====== Exercise passage ======
3. As said the monarchy concentrates on the monarch and the future, thus the crown prince(ss) and his/her family. Your main job will be to support them in their role. That means that if you are marrying a less important member of the royal family, you’re not going to be the star yourself. One has always to take in consideration what the most important members of the family do, and not overshadow them. Also when having engagements with your partner – especially abroad – he/she, as a born royal, might well be the most important guest, and you’re the one who has to show support.
Define the subjects you’re interested in, see how they fit with the ones of other family members. Distinguish yourself, develop your own profile. Sooner or later you will receive your own patronages. You might not be able to speak freely about private things or politics. But by showing commitment and passion for the subjects you care for, you can give signs in another way. Also without giving your opinion loudly, you will have a voice that is strong and sometimes well heard all over the world. Queen Máxima of the Netherlands used her former career as banker to get involved into microfinance and inclusive finance, the Duchess of Cornwall and Princess Laurentien of the Netherlands for example chose to battle illiteracy. Others fight for the environment, animals, HIV/AIDS, children, violence … There is always something that needs your attention.
Once you’re fully settled and am used to your royal and rather public life, you might slowly be able to make changes to your work, the way you’re dressing or other things. But never too quick. One has to be patient.
Remember: quite understandable royal life is simply not everybody’s cup of tea. In the past marriages would be unequal if you weren’t a royal or noble, and your partner might even lose succession rights, but that is seldomly the case anymore. There are countries where you could choose not to ask for permission to get married, in others your partner could step down from his position and “leave” the family. Such a step gives you more freedom. But it is something that is to be considered carefully, and in cooperation with the family, as it might mean huge changes for all of you. It however won’t mean that the media isn’t interested in you anymore, and certainly if your partner is not used to a life outside the royal family, and earning his/her own money, it might be a challenge for him/her too.
Whether you are a working royal or not. It is important to stay discrete any time, don’t speak extensively about the family, don’t cause scandals. As a family member it is simply your duty to protect the monarchy, even when you’re not directly working for them.
2 thoughts on “A huge step: becoming royal”
So well said. You should send this as a matter of course to everyone marrying in to a royal family. No one is more important than the Monarch, the institution or the country.
I agree. Even Blind Freddie can see if one marries into the British Royal Family, their role is to support the Monarch, not the other way around.
====== Dataset ======
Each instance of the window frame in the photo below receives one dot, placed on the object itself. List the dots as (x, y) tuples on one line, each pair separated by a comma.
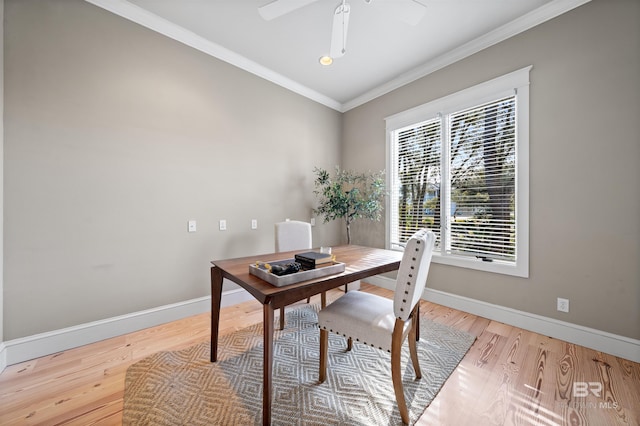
[(517, 83)]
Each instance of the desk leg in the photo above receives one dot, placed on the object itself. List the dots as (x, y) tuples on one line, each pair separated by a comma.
[(216, 297), (417, 322), (268, 364)]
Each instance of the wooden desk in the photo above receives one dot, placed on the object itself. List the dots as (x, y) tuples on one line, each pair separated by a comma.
[(360, 262)]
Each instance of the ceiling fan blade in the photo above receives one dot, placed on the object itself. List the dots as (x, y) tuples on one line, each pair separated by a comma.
[(408, 11), (339, 30), (278, 8)]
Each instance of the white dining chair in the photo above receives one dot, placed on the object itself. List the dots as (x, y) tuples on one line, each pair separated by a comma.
[(292, 235), (380, 322)]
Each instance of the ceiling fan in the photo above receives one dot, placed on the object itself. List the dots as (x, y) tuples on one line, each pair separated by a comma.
[(409, 11)]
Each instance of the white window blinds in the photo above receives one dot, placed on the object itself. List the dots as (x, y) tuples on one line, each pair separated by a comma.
[(481, 185), (459, 165)]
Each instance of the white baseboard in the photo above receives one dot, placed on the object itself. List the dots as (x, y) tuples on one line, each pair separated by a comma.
[(598, 340), (38, 345), (26, 348), (3, 356)]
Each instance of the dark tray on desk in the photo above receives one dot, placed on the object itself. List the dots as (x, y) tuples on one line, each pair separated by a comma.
[(307, 274)]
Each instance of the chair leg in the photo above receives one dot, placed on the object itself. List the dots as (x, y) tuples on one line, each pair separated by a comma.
[(413, 347), (324, 347), (282, 318), (396, 371)]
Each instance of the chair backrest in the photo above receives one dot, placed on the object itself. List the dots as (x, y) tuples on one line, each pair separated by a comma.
[(412, 275), (293, 235)]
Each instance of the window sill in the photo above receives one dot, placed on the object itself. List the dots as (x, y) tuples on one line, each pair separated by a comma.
[(520, 269)]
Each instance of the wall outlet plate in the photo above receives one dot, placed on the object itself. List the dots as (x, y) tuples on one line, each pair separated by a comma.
[(563, 304)]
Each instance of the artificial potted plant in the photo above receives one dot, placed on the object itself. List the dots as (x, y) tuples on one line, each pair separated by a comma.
[(349, 195)]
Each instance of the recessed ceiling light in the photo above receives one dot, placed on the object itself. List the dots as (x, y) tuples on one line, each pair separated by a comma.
[(326, 60)]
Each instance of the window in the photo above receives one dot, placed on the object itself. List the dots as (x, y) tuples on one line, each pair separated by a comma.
[(459, 165)]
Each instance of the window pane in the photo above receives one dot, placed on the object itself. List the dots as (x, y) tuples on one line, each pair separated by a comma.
[(482, 181), (416, 192)]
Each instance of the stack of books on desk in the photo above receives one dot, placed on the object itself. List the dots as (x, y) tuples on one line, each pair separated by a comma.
[(313, 259)]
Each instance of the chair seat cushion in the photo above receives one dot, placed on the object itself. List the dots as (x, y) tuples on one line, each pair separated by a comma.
[(366, 317)]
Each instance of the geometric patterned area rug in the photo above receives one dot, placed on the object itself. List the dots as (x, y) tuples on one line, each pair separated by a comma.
[(184, 388)]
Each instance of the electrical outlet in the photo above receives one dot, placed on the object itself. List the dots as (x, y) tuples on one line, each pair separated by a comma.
[(563, 304)]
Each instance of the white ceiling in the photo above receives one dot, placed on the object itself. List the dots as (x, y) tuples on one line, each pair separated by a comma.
[(383, 53)]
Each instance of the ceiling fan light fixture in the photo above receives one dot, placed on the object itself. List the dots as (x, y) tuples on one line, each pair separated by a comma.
[(326, 60)]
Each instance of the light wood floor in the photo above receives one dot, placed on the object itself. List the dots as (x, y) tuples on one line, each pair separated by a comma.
[(509, 377)]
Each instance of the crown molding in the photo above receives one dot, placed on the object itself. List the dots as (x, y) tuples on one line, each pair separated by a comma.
[(160, 25), (515, 27), (149, 20)]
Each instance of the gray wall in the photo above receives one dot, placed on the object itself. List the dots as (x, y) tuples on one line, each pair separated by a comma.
[(584, 161), (115, 137)]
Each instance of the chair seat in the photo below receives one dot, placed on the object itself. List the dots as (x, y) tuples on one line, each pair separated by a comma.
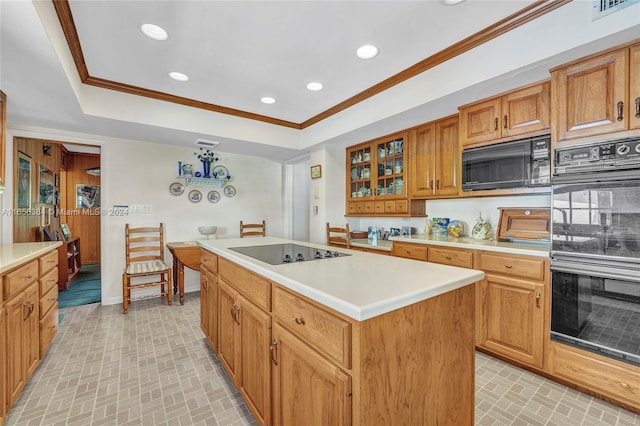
[(146, 267)]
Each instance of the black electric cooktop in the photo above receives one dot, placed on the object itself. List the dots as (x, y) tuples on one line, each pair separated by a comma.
[(277, 254)]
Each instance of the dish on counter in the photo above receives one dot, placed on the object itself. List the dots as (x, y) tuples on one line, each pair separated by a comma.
[(229, 191), (195, 196), (455, 229), (213, 196), (220, 172), (176, 188)]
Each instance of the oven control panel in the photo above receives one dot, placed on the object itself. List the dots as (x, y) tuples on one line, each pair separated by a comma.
[(602, 156)]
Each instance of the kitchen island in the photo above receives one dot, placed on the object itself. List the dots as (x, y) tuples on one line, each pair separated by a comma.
[(360, 339)]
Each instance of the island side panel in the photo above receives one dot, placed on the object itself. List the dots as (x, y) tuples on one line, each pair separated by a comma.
[(417, 364)]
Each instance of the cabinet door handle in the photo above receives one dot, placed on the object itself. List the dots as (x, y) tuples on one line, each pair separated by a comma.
[(273, 348), (620, 106)]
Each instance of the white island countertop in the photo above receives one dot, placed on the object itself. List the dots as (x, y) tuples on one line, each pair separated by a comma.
[(361, 286), (534, 248), (12, 255)]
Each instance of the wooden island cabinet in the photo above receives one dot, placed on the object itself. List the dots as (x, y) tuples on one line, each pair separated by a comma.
[(296, 360)]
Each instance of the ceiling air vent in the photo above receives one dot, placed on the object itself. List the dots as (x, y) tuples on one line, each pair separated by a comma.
[(205, 143), (604, 7)]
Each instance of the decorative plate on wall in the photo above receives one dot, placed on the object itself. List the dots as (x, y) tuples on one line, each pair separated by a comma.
[(195, 196), (229, 191), (213, 196), (176, 188)]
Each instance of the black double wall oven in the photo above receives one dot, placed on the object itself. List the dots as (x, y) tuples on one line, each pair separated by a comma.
[(595, 248)]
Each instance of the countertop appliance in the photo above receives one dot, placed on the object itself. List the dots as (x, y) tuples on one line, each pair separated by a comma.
[(518, 164), (595, 248), (278, 254)]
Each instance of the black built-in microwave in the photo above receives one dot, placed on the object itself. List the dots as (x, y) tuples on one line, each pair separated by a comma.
[(518, 164)]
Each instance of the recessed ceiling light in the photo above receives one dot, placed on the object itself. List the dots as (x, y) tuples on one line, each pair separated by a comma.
[(314, 86), (178, 76), (367, 51), (154, 32)]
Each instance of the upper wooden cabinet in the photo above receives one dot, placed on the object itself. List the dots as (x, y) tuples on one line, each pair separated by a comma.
[(3, 123), (514, 113), (597, 95), (434, 160), (376, 181)]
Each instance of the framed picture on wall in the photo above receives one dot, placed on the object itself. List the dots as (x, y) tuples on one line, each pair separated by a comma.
[(23, 181)]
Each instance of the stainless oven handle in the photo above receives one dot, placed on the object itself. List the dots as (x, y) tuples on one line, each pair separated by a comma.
[(597, 271)]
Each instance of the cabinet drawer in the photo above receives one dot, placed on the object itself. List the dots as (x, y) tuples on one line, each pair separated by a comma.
[(516, 266), (50, 279), (209, 261), (48, 300), (48, 262), (252, 286), (48, 329), (452, 257), (593, 372), (319, 328), (410, 251), (18, 280)]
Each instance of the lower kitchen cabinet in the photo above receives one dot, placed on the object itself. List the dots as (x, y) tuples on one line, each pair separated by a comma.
[(512, 306), (3, 364), (209, 306), (244, 336), (23, 343), (307, 388)]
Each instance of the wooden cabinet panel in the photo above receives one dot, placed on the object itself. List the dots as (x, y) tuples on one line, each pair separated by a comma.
[(3, 365), (595, 373), (320, 329), (255, 371), (450, 256), (587, 93), (308, 389), (209, 306), (16, 281), (209, 261), (513, 265), (228, 330), (49, 326), (526, 110), (519, 112), (634, 89), (410, 251), (514, 318), (48, 262), (252, 286)]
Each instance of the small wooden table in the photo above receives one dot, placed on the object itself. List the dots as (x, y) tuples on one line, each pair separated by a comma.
[(184, 254)]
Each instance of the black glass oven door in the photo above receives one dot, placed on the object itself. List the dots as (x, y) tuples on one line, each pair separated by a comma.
[(599, 218)]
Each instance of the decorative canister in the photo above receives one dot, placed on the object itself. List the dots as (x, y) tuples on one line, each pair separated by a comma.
[(481, 229)]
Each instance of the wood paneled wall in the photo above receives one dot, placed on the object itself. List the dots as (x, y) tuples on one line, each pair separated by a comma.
[(83, 223), (70, 167)]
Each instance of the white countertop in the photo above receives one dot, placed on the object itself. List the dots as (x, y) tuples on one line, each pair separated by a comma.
[(531, 249), (12, 255), (361, 286)]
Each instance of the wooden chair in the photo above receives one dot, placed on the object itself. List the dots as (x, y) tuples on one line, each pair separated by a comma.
[(338, 236), (253, 229), (145, 258)]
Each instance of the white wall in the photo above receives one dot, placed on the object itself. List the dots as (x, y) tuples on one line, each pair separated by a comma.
[(135, 172), (464, 209)]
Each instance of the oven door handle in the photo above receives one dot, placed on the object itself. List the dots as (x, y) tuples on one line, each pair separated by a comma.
[(596, 271)]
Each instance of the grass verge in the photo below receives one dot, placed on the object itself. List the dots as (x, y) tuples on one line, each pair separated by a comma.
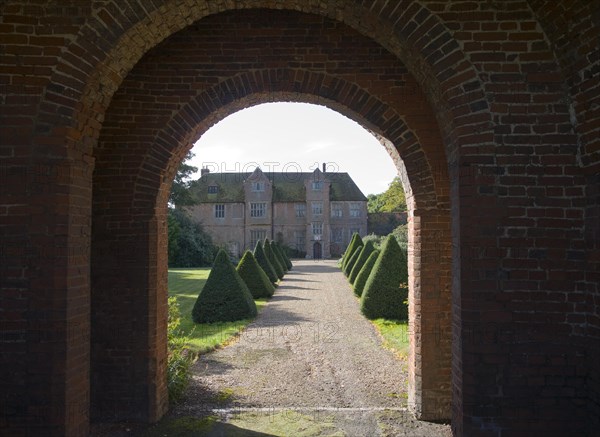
[(185, 285), (394, 334)]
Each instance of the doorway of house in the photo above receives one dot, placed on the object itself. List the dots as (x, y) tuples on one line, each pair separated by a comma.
[(317, 251)]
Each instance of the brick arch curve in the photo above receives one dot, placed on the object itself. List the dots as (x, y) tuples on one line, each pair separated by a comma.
[(142, 26), (402, 143), (146, 170)]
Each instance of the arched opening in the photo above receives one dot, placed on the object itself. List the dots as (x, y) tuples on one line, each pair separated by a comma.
[(173, 95)]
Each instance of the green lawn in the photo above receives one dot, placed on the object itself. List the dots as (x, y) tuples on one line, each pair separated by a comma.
[(186, 284), (395, 335)]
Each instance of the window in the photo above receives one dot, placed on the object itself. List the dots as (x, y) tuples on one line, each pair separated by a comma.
[(336, 210), (258, 209), (317, 208), (300, 237), (317, 229), (256, 235), (337, 235), (300, 209)]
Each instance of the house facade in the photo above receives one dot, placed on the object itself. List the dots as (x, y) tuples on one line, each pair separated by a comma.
[(314, 213)]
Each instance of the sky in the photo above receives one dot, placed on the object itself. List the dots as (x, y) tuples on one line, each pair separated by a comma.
[(295, 137)]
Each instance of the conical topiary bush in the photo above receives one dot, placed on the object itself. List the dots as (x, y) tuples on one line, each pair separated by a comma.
[(225, 296), (254, 276), (354, 242), (352, 260), (271, 257), (285, 256), (363, 275), (264, 262), (360, 261), (383, 296), (277, 255)]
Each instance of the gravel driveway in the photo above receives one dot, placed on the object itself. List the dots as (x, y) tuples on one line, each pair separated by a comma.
[(310, 353)]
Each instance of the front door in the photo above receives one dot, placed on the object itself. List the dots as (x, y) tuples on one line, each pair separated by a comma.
[(317, 253)]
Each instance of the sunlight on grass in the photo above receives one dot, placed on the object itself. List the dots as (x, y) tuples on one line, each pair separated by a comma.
[(186, 284), (395, 335)]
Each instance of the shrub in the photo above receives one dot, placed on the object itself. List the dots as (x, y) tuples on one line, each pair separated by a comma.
[(179, 358), (225, 296), (363, 275), (385, 293), (254, 276), (272, 259), (360, 261), (284, 256), (377, 240), (264, 262), (355, 241), (352, 260)]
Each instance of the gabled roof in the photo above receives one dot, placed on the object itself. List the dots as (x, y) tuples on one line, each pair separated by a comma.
[(287, 187)]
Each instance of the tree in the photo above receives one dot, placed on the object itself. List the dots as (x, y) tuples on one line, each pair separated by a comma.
[(352, 260), (391, 200), (363, 275), (189, 244), (180, 194), (360, 261), (273, 259), (354, 242), (225, 296), (254, 276), (385, 293), (264, 262)]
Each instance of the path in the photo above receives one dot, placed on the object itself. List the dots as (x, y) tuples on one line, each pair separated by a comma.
[(310, 360)]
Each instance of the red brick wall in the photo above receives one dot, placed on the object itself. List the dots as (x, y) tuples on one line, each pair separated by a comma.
[(514, 85)]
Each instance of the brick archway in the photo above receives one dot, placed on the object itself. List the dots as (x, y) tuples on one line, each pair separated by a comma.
[(172, 120), (514, 87)]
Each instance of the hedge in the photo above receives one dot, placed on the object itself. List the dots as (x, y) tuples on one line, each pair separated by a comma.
[(363, 275), (362, 258), (385, 293), (272, 259), (352, 260), (264, 262), (225, 296), (254, 276)]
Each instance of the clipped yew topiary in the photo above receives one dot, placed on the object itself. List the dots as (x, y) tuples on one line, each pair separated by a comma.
[(385, 291), (225, 296), (285, 256), (360, 261), (264, 263), (282, 255), (363, 275), (254, 276), (277, 255), (352, 260), (354, 242), (271, 257)]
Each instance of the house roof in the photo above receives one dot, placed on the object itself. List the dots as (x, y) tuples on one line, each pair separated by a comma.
[(287, 187)]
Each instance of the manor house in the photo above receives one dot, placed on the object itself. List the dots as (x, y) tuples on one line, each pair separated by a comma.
[(314, 213)]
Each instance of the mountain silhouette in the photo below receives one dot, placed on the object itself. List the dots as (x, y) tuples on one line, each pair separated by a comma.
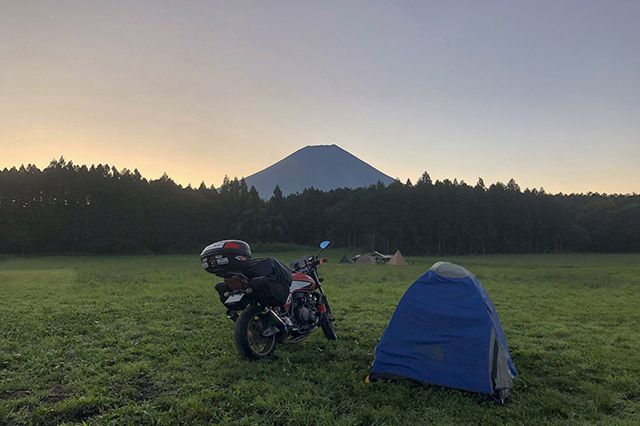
[(323, 167)]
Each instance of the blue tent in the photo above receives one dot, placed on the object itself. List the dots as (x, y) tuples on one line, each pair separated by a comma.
[(446, 331)]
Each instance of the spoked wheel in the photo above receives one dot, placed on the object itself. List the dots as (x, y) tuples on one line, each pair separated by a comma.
[(250, 329)]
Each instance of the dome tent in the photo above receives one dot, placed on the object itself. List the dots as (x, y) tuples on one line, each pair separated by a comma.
[(446, 331)]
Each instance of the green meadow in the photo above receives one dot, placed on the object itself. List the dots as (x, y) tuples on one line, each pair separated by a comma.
[(143, 340)]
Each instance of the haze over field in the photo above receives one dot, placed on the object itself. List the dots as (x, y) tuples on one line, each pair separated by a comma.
[(545, 92)]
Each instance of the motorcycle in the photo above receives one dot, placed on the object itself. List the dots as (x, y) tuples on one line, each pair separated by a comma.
[(259, 329)]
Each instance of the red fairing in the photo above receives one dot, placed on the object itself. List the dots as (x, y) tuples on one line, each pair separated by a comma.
[(301, 282), (298, 276)]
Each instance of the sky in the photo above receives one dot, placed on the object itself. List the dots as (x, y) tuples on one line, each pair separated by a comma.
[(545, 92)]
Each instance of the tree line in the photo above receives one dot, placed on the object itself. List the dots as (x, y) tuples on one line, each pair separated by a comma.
[(100, 209)]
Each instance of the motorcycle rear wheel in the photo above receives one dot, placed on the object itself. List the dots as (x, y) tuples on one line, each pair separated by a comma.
======
**Assignment 1**. From the passage on becoming royal, reproduce word for word the part that opens with "Whether you are" and closes with "working for them.".
**Assignment 2**. In the passage on becoming royal, what did Queen Máxima of the Netherlands use her former banking career to get involved in?

**Task solution 1**.
Whether you are a working royal or not. It is important to stay discrete any time, don’t speak extensively about the family, don’t cause scandals. As a family member it is simply your duty to protect the monarchy, even when you’re not directly working for them.

**Task solution 2**. Microfinance and inclusive finance.